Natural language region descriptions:

┏━━

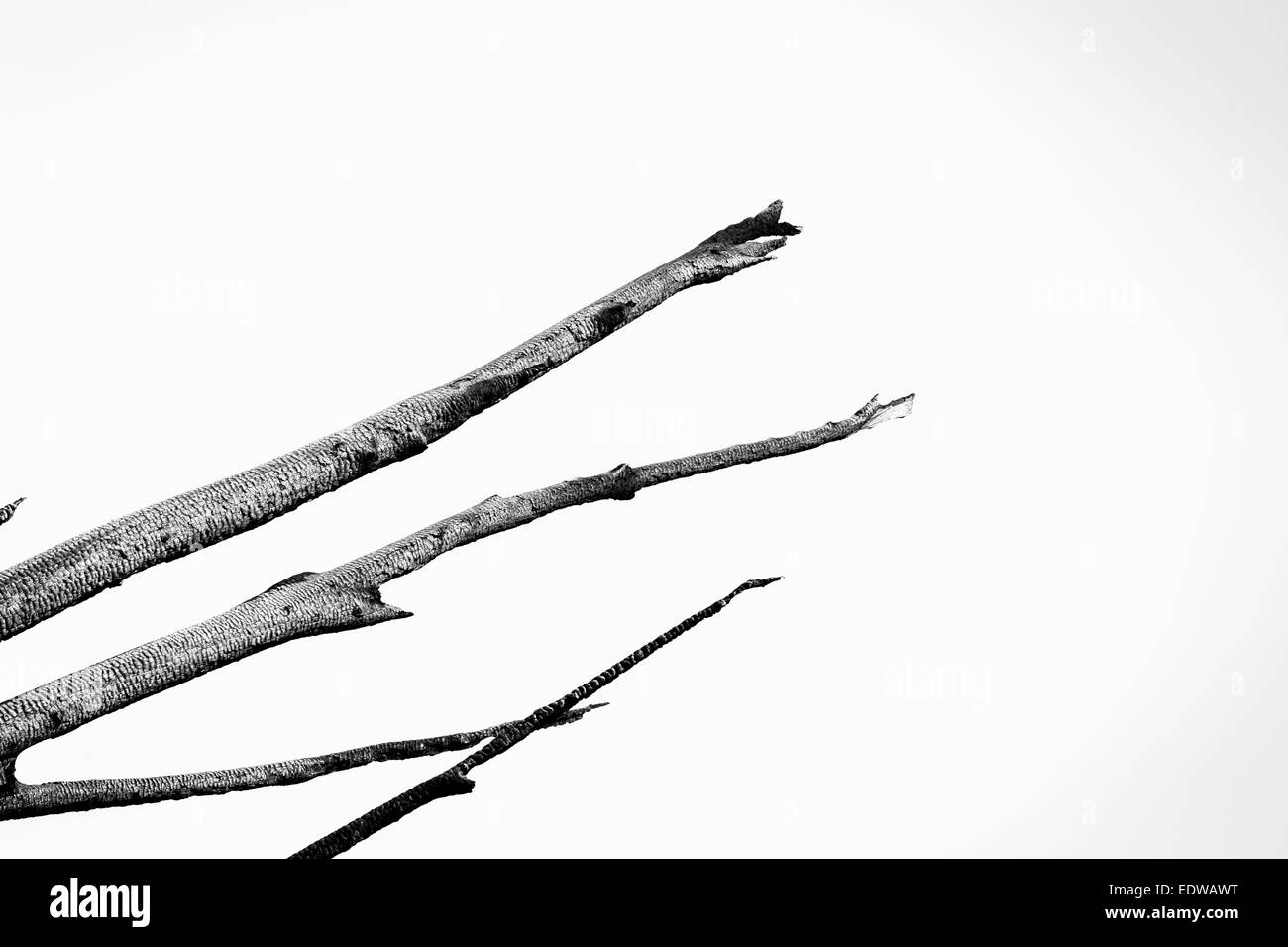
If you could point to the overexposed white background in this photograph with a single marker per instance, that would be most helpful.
(1042, 616)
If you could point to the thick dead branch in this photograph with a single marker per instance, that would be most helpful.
(348, 596)
(27, 800)
(104, 557)
(7, 512)
(455, 781)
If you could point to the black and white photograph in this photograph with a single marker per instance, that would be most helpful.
(844, 432)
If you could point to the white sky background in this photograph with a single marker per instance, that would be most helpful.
(1042, 616)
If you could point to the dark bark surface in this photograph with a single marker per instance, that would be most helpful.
(456, 781)
(102, 558)
(349, 595)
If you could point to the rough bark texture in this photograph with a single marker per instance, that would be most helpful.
(7, 512)
(348, 596)
(104, 557)
(27, 800)
(455, 781)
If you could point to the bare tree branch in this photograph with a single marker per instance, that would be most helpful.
(348, 596)
(27, 800)
(455, 781)
(102, 558)
(7, 512)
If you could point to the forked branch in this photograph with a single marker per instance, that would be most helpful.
(27, 800)
(104, 557)
(455, 781)
(348, 596)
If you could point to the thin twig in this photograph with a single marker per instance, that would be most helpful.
(348, 596)
(77, 569)
(7, 512)
(456, 781)
(27, 800)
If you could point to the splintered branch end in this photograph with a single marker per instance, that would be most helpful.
(764, 224)
(455, 781)
(875, 412)
(7, 512)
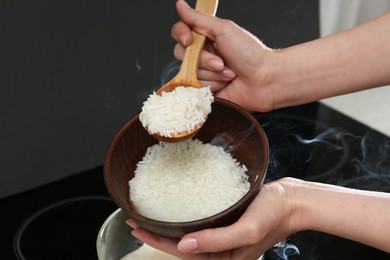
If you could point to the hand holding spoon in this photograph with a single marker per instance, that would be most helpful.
(187, 75)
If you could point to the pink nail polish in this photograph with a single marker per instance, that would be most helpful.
(187, 245)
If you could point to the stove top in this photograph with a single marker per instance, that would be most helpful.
(312, 142)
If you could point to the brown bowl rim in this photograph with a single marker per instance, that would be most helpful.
(255, 188)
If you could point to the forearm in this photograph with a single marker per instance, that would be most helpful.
(346, 62)
(361, 216)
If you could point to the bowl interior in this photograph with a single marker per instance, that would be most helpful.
(228, 125)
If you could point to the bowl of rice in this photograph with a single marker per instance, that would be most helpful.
(172, 189)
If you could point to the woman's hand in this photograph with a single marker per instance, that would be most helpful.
(240, 76)
(267, 221)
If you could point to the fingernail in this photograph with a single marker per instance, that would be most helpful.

┗━━

To do
Set down the entries again without change. Leave the pictures out.

Response to this exercise
If you could point to the overexposed white background in this photograph with a single marker per instance, that would be most helpful.
(1042, 616)
If you could point to the thick dead branch in this photograph with a single marker per instance, that would be most helpful.
(348, 596)
(27, 800)
(104, 557)
(7, 512)
(455, 781)
If you could point to the black and white photograph in this photograph with a single marker per instance, that would be most helpful.
(844, 432)
If you could point to the white sky background in this photograph with a single marker per instance, that would be most helpful.
(1042, 616)
If you could point to the dark bark surface in this photograph with a single marker per instance, that would be most helpful.
(456, 781)
(102, 558)
(349, 595)
If you could point to the rough bark texture in this photograph with a single marker per instance, that would be most helpful.
(7, 512)
(348, 596)
(104, 557)
(27, 800)
(455, 781)
If you could point to the bare tree branch in this photograph with a single marker per instance, that would be most helpful.
(348, 596)
(27, 800)
(455, 781)
(102, 558)
(7, 512)
If you could point to the forked branch in this photograph with a single marker per instance, that would be most helpful.
(27, 800)
(104, 557)
(455, 781)
(348, 596)
If you could point to the thin twig in this photograph with a single marker per instance, that would be most helpful.
(348, 596)
(77, 569)
(7, 512)
(456, 781)
(27, 800)
If you could point to the splintered branch end in this photograph with a single marker per instance, that would be most helpful.
(764, 224)
(455, 781)
(875, 412)
(7, 512)
If you could point to the hand holding spoon in this photograph with a single marker per instance, that would be most helpful.
(187, 75)
If you could point to the pink nail polish in this photograph with a single marker per instance, that would be most helpful.
(187, 245)
If you could point to the stove top in this photograph with a single marker per instance, that would be most helpful.
(312, 142)
If you could point to the brown bowl rim in this photograph with a single marker per instance, that would be most helpful.
(255, 188)
If you could point to the forearm in this photograph with a single marker per instance, that would be most helpful.
(346, 62)
(361, 216)
If you could point to the bowl interior in this photograph with a single marker per instance, that would be most helpful.
(228, 125)
If you could point to the bowl of rice in this photograph with a single marker per instance, that would be most helpful.
(172, 189)
If you could point to the woman's hand in this photograph with a single marker per instance, that would be most helpful.
(240, 76)
(267, 221)
If you could point to the fingernail in this photograph with a single marker per instance, that would be most helpful.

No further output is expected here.